WHAT THE TASK REQUIRES => Exactly and only the lines from the one with "written like (219,969)." through the end of the listing are to be transcribed, both ends included.

SUPPLIED MATERIAL =>
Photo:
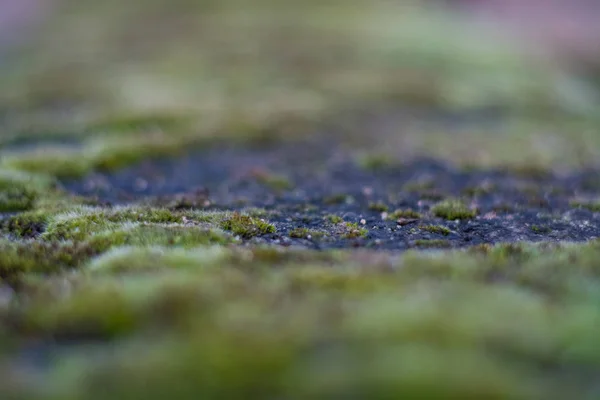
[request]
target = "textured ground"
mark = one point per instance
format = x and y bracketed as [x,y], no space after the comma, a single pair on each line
[295,200]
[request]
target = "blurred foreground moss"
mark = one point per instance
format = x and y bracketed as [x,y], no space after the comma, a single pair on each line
[504,322]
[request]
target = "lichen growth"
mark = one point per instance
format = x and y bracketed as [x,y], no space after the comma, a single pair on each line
[246,226]
[437,229]
[452,210]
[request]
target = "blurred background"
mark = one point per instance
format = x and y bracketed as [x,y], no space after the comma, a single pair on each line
[68,67]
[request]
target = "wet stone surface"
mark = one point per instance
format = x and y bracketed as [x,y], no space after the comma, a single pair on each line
[320,196]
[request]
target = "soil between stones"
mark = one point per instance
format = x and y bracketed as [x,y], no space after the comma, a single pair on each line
[302,184]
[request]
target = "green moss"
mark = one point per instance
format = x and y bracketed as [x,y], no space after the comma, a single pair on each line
[18,258]
[338,198]
[408,214]
[139,122]
[433,243]
[246,227]
[351,230]
[452,210]
[540,229]
[20,191]
[334,219]
[437,229]
[305,233]
[25,225]
[375,162]
[144,259]
[84,221]
[274,181]
[16,200]
[380,207]
[592,206]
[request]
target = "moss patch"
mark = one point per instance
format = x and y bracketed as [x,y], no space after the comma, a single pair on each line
[453,210]
[246,226]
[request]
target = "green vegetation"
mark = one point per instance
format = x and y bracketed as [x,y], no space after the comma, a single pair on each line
[246,226]
[433,243]
[540,229]
[407,214]
[338,198]
[334,219]
[162,300]
[351,230]
[375,162]
[275,182]
[380,207]
[305,233]
[513,307]
[593,206]
[438,229]
[452,210]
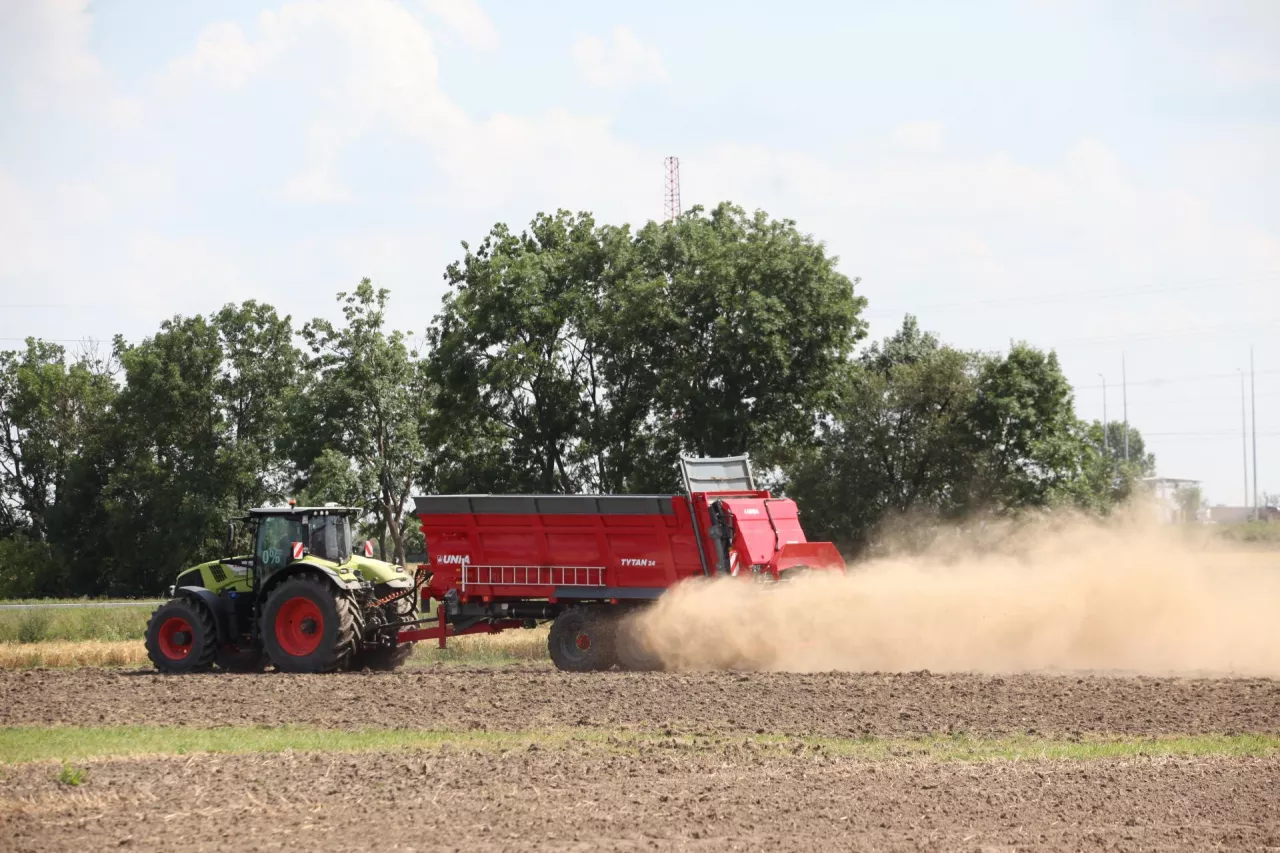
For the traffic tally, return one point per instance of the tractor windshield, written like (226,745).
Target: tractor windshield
(329,537)
(324,536)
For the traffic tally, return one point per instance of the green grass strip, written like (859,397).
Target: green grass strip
(68,743)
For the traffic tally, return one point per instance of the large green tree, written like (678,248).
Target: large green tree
(899,439)
(574,356)
(365,402)
(513,357)
(51,411)
(749,329)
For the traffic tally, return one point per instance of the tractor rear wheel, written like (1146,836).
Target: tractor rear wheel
(307,626)
(581,641)
(182,637)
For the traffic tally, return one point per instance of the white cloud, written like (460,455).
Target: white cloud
(223,55)
(45,56)
(319,101)
(466,19)
(622,62)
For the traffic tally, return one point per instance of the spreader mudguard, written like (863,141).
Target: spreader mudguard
(810,555)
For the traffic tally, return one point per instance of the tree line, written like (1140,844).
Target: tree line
(571,356)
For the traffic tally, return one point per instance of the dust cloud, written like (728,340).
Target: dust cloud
(1057,594)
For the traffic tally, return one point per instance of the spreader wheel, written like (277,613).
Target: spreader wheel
(307,626)
(182,637)
(632,647)
(581,641)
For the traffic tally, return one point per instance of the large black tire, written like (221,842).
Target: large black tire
(581,641)
(384,658)
(182,637)
(309,626)
(632,648)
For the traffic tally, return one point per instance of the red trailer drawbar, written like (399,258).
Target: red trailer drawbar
(503,561)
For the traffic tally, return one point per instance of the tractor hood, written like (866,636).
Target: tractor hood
(378,570)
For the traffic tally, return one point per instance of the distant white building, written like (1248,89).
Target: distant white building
(1230,514)
(1168,493)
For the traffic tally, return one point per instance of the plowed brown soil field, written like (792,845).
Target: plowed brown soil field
(713,793)
(522,698)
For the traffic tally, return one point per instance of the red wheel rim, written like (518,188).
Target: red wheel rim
(298,626)
(176,638)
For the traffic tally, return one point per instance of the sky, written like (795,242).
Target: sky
(1101,178)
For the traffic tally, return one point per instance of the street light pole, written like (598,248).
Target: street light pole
(1244,441)
(1106,443)
(1253,409)
(1124,401)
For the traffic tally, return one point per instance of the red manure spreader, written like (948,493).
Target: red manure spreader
(586,561)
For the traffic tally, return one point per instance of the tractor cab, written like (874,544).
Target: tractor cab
(288,534)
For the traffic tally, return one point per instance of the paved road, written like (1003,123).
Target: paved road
(85,603)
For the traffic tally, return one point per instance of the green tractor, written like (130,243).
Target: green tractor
(302,602)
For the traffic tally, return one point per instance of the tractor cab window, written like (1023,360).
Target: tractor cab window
(329,537)
(275,538)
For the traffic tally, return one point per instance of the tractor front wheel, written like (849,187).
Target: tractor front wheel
(581,641)
(182,637)
(309,626)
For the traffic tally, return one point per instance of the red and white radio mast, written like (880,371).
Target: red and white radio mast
(672,187)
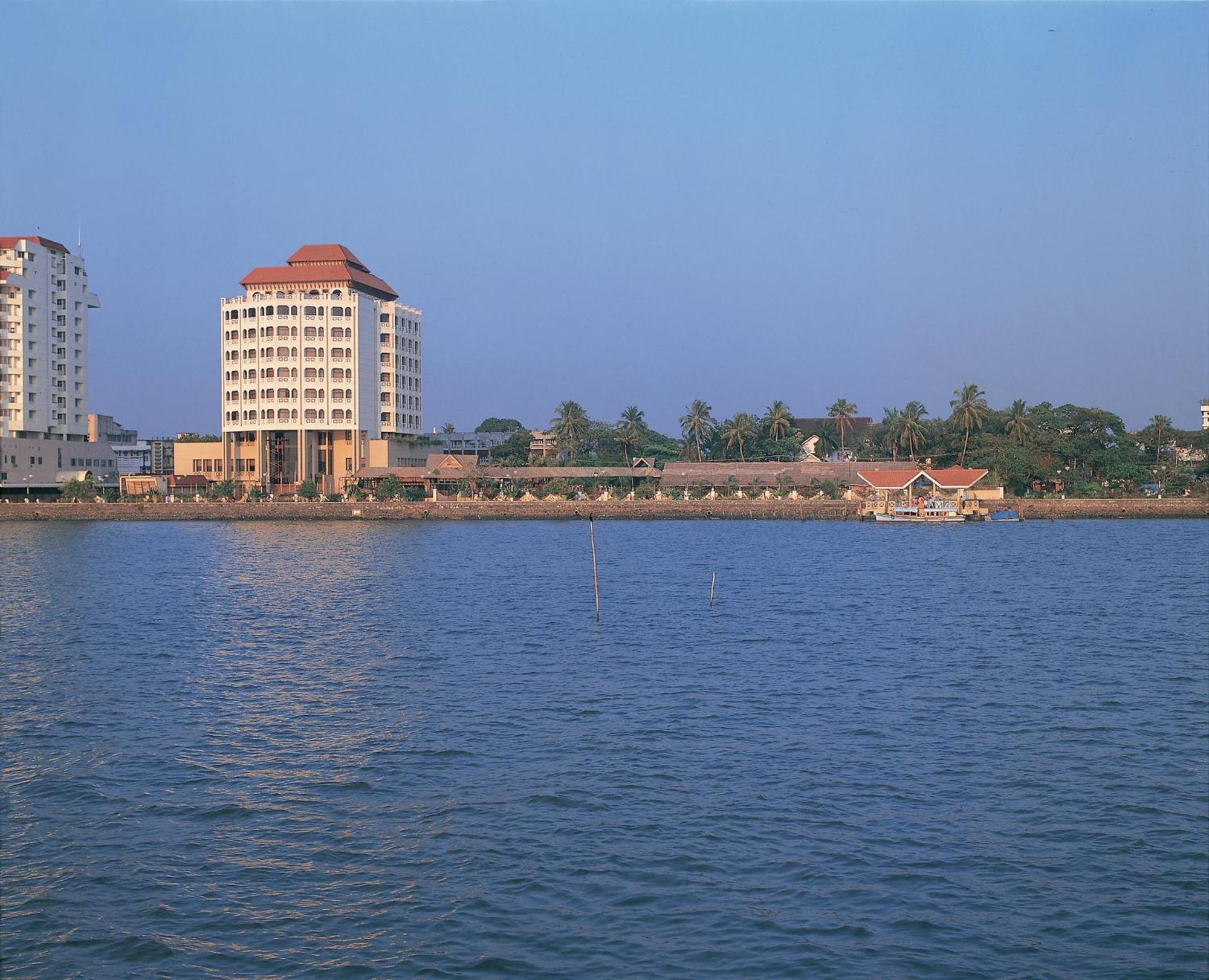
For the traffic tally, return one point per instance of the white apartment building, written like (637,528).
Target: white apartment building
(319,359)
(44,340)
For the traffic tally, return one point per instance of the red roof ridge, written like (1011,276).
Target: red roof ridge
(311,255)
(11,242)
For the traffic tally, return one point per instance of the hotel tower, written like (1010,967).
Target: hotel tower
(320,360)
(44,340)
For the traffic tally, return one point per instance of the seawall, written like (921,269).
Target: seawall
(666,510)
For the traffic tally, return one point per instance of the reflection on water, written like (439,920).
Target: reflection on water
(386,749)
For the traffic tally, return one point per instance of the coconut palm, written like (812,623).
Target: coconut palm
(1160,423)
(969,409)
(1019,426)
(570,427)
(892,431)
(778,420)
(842,412)
(697,424)
(632,430)
(912,427)
(738,430)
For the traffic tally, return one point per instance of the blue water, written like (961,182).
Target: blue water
(408,749)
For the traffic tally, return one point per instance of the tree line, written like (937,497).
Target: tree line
(1089,450)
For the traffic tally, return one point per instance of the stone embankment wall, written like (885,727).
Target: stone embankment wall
(737,510)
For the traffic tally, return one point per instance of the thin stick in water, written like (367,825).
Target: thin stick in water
(597,585)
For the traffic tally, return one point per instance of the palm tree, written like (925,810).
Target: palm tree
(737,430)
(1160,423)
(912,427)
(697,424)
(893,431)
(632,430)
(842,412)
(778,420)
(1019,426)
(969,409)
(570,427)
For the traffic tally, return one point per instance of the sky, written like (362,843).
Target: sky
(639,204)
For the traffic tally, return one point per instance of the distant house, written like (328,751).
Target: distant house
(543,443)
(812,429)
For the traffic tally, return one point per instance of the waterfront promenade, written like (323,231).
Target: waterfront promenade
(612,510)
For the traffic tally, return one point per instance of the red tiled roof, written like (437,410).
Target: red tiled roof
(955,477)
(331,253)
(343,274)
(889,479)
(11,242)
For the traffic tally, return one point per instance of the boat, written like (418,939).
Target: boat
(925,511)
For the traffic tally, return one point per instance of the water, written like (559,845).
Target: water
(408,750)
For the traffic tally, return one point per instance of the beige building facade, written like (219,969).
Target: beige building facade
(320,359)
(44,340)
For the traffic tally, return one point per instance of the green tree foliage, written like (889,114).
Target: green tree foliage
(223,490)
(571,427)
(632,430)
(499,425)
(969,410)
(738,430)
(698,425)
(389,488)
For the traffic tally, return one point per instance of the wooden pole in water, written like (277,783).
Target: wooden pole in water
(597,585)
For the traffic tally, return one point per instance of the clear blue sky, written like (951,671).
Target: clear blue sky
(640,204)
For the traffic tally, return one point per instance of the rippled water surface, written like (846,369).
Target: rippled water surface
(401,749)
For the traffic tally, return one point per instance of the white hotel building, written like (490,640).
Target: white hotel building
(320,360)
(44,369)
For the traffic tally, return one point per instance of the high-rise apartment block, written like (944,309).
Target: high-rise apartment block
(319,359)
(44,340)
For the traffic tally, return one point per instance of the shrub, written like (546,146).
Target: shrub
(78,490)
(558,488)
(389,488)
(222,490)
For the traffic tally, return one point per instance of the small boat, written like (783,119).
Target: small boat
(925,511)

TASK SOLUTION =>
For the traffic tally, return one point per instance of the beige building facade, written like (219,969).
Target: beige building facade
(320,359)
(44,340)
For the traffic tally, return one point per instance of the green tree foliage, written like (889,114).
Target: green tree foliage
(223,490)
(571,427)
(632,430)
(499,425)
(969,410)
(738,430)
(698,425)
(389,488)
For the traffic tally, return one point per instance of the wooden pole in water, written like (277,783).
Target: wooden pole in water
(597,585)
For the traffic tally, return one point per instance of the clear blue sky, written like (951,671).
Target: clear blue sky
(640,204)
For the traffic tally, return one point per instance of the rippled water surface, written like (846,369).
Target: rippled water surface
(401,749)
For the traffic tally, return one point per instance of the white hotel building, written like (490,640).
Target: white hotel building
(320,360)
(44,369)
For the traffic tally, return one point per instance of the high-rise apartment block, written like (944,309).
Target: high-rise apartment block
(319,359)
(44,340)
For the traffic tally, return one point per instance of the shrub, written like (546,146).
Target: shrub
(78,490)
(558,488)
(389,488)
(222,490)
For the traffic tally, return one point per instance of the small boat, written like (783,119).
Target: small boat
(925,511)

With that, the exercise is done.